→ What this task involves
Answer these questions using the passage on guiding forces in teaching.
(a) Who wrote the blog post called "The Guiding Force"?
(b) What are the four principles of learning in MOOCs that the passage lists?
(c) Which journal accepted the paper on psychological autonomy?

----- Passage shown -----

Lisa Lane has written a blog post - The Guiding Force - that has captured my interest. In her post, she asks us to identify our ‘guiding forces’ in planning our work as teachers – or as she calls them – instructors. (As an aside, I find the use of language here an interesting cultural (?) difference – I assume it is a cultural difference – because I interpret ‘instruct ‘differently to ‘teach’).
For me my guiding forces (as they stand now – but this has not always been the case) are informed by my involvement with MOOCs and connectivism. I cannot think of better guiding forces than autonomy, diversity, openness and connectedness – the four principles of learning in Moocs (described by Stephen Downes ) – with for me an emphasis on autonomy. If we understand what we mean by autonomy (which Carmen Tschofen and I have discussed as ‘psychological autonomy’ – autonomy as an expression of the self – in a paper we have had accepted by IRRODL – but not yet published), then diversity, openness and connectedness all fall into place.

----- Data shown -----

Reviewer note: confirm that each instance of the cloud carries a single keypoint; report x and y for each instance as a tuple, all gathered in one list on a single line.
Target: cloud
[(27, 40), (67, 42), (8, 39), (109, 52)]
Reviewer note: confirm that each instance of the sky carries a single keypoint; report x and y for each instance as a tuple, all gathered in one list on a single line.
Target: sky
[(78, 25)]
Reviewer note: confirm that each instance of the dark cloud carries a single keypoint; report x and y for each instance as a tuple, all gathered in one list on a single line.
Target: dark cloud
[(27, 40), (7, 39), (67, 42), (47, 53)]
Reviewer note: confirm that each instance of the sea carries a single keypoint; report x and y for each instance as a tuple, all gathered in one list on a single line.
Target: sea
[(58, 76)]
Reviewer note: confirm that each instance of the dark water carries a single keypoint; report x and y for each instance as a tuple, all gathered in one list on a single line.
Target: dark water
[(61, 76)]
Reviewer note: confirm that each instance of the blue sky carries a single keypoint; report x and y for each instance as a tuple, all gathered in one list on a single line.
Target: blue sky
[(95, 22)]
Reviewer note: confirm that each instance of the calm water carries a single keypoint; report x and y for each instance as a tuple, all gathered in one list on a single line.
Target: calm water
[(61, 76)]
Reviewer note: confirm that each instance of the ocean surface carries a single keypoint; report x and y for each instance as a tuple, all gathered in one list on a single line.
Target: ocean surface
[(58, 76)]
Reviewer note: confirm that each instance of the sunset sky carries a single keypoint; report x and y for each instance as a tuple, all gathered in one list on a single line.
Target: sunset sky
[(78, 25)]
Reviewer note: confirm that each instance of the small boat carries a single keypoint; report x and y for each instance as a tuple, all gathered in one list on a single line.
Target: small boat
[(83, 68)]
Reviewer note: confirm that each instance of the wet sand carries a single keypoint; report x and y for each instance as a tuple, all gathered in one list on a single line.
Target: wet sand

-----

→ Expected answer
(a) Lisa Lane
(b) Autonomy, diversity, openness and connectedness
(c) IRRODL